[Records of labeled points]
———

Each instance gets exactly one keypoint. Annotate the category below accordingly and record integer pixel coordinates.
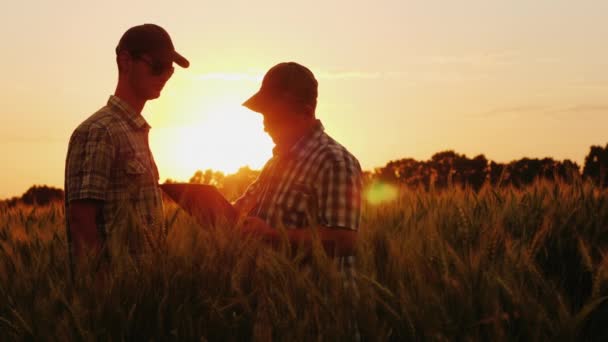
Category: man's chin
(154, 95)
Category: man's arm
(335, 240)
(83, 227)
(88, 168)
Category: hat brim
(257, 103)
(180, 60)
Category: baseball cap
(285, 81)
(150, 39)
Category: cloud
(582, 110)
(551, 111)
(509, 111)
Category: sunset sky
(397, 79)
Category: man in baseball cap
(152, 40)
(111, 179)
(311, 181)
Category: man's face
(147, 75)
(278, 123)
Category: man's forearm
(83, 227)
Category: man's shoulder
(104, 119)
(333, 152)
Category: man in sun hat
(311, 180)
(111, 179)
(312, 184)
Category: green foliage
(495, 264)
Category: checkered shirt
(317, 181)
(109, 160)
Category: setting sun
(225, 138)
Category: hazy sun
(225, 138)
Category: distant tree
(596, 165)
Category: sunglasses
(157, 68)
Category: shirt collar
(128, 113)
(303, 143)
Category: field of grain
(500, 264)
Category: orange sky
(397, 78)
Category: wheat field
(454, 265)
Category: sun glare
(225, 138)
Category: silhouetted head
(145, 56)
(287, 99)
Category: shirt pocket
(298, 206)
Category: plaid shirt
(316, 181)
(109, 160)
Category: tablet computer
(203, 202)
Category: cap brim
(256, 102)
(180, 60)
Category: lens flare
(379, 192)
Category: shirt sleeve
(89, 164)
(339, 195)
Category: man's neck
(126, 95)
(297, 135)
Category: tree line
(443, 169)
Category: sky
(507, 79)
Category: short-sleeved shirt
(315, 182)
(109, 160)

———

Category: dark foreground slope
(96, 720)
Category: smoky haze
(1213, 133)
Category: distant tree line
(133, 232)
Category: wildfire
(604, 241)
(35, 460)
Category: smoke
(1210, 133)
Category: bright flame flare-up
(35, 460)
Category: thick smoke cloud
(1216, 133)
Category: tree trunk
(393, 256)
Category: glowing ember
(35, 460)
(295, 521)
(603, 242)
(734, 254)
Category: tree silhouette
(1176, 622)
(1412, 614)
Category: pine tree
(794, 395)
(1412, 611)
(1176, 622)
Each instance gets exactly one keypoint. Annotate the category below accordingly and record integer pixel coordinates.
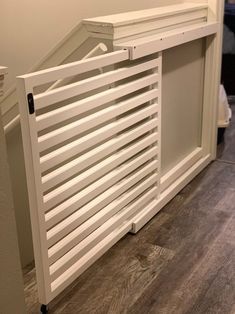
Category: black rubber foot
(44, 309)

———

Copy out every line in the entries above that contains the string "field".

Category: field of grain
Category: wheat field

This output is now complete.